__Exercise aim__: Please convert every line of the listing below into a numbered list, omitting any blank lines.

__Task data__:
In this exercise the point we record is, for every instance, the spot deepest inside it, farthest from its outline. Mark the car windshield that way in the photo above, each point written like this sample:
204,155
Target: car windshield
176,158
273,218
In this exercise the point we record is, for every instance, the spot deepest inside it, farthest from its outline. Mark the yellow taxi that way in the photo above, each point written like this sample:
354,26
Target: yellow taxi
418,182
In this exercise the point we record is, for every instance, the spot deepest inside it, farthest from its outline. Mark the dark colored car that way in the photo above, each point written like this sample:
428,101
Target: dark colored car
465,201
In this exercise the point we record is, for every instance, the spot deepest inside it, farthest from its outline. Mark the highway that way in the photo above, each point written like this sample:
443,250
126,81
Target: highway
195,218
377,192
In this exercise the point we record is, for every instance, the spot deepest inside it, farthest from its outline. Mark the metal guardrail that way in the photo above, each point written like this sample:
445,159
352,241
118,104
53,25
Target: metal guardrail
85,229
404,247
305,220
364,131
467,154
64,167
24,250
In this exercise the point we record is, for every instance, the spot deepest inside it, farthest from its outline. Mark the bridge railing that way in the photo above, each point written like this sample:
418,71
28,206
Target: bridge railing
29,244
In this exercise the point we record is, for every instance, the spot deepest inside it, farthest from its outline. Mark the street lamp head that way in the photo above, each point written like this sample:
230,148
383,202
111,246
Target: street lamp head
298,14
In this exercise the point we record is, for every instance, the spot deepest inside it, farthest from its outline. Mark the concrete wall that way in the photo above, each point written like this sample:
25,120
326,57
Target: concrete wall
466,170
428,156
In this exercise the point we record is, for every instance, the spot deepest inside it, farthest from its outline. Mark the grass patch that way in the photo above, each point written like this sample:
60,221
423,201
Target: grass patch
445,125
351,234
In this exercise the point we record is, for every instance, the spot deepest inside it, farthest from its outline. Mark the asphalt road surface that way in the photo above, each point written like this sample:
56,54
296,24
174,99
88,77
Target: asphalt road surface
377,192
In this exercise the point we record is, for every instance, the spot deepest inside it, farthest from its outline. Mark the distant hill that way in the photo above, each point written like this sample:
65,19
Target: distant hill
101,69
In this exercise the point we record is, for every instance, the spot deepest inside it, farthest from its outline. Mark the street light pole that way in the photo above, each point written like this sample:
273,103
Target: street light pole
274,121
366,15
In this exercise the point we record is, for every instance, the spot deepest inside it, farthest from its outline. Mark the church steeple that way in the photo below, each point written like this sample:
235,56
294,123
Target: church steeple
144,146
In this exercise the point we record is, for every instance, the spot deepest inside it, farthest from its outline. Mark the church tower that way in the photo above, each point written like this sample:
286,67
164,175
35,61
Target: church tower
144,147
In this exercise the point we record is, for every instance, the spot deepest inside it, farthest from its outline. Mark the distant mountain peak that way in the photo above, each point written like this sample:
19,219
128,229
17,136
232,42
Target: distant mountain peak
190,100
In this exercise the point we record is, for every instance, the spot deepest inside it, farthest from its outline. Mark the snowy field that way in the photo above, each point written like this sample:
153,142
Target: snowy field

__Reply__:
1. In this exercise the point we record is, for every instance, the spot deepest inside it, farthest from its outline. Mark the car windshield that way in the photo above, each point written like this sample:
2. 204,155
3. Target: car windshield
4. 176,158
5. 273,218
6. In this exercise the point we record is, for every instance, the spot deepest inside it, farthest from its outline. Mark the yellow taxi that way in the photo above, each point written like this sample:
7. 354,26
8. Target: yellow taxi
9. 418,182
10. In this exercise the point we record is, for every instance, the spot deepest inside it, farthest from its outline. Mark the dark colored car that way in the photo above, each point written like this sample:
11. 428,101
12. Target: dark colored car
13. 465,201
14. In this exercise the point we record is, for every instance, the spot deepest inside it, farthest from its outline. Mark the highway that way in the photo above, each point written like this sample:
15. 443,250
16. 126,81
17. Target: highway
18. 195,218
19. 377,192
20. In this exercise the point we record is, for every instance, the spot deepest inside it, farthest from its outline. Mark the metal guardrail that way in the photo above, each point written like this sample:
21. 445,159
22. 352,241
23. 118,104
24. 53,25
25. Target: metal guardrail
26. 85,229
27. 404,247
28. 305,220
29. 364,131
30. 467,154
31. 64,167
32. 24,250
33. In this exercise the point we record is, for every instance, the spot deepest inside it, farthest from its outline. Mark the bridge railing that way in the photo above, each point written like this sample:
34. 418,71
35. 28,206
36. Target: bridge railing
37. 29,244
38. In this exercise the point we record is, for every instance, the spot deepest inside it, farthest from its outline. Mark the street lamp head that way in the photo above, each point written like this sample:
39. 230,148
40. 383,202
41. 111,246
42. Target: street lamp head
43. 298,14
44. In this exercise the point we record is, for every instance, the spot deepest inside it, farthest from its outline. Mark the concrete wall that way in the photo above, each point written like this sample:
45. 25,120
46. 326,57
47. Target: concrete wall
48. 466,170
49. 428,156
50. In this exercise the point we record is, for every instance, the spot deepest inside it, farthest from its outline. Mark the grass patch that way in the photo above, each point written like this sample:
51. 60,221
52. 423,201
53. Target: grass patch
54. 445,125
55. 351,234
56. In this exercise the point we record is, for every instance, the spot deepest inside it, farthest from its outline. Mark the asphalt road surface that way in the photo above, each point written like this sample:
57. 56,54
58. 296,24
59. 174,99
60. 88,77
61. Target: asphalt road surface
62. 377,192
63. In this exercise the point we record is, for every instance, the spot deepest inside it, farthest from its outline. Mark the distant hill that way in the photo above, each point written like this sample:
64. 65,19
65. Target: distant hill
66. 101,69
67. In this exercise the point we record is, for every instance, the spot deepest inside it, farthest from its outline. Mark the street light pole that way in the photo above, each point written like this sample:
68. 273,103
69. Target: street light pole
70. 274,121
71. 366,15
72. In this exercise the point we record is, for every instance, the spot deepest inside it, farthest from its outline. Mark the church steeple that way in the photo below, each point written like this sample:
73. 235,56
74. 294,123
75. Target: church steeple
76. 144,146
77. In this exercise the point we record is, for every instance, the spot deepest inside it, farthest from its outline. Mark the church tower that way in the photo above, each point written like this sample:
78. 286,67
79. 164,175
80. 35,61
81. Target: church tower
82. 144,147
83. In this exercise the point we record is, for every instance, the spot deepest inside it, farthest from its outline. Mark the distant mountain peak that way in the photo above, each point written like this sample:
84. 19,219
85. 128,229
86. 17,136
87. 232,42
88. Target: distant mountain peak
89. 190,100
90. In this exercise the point we record is, for every instance, the spot deepest inside it, farthest from its outline. Mark the snowy field that way in the photo above, each point written like this sample:
91. 153,142
92. Target: snowy field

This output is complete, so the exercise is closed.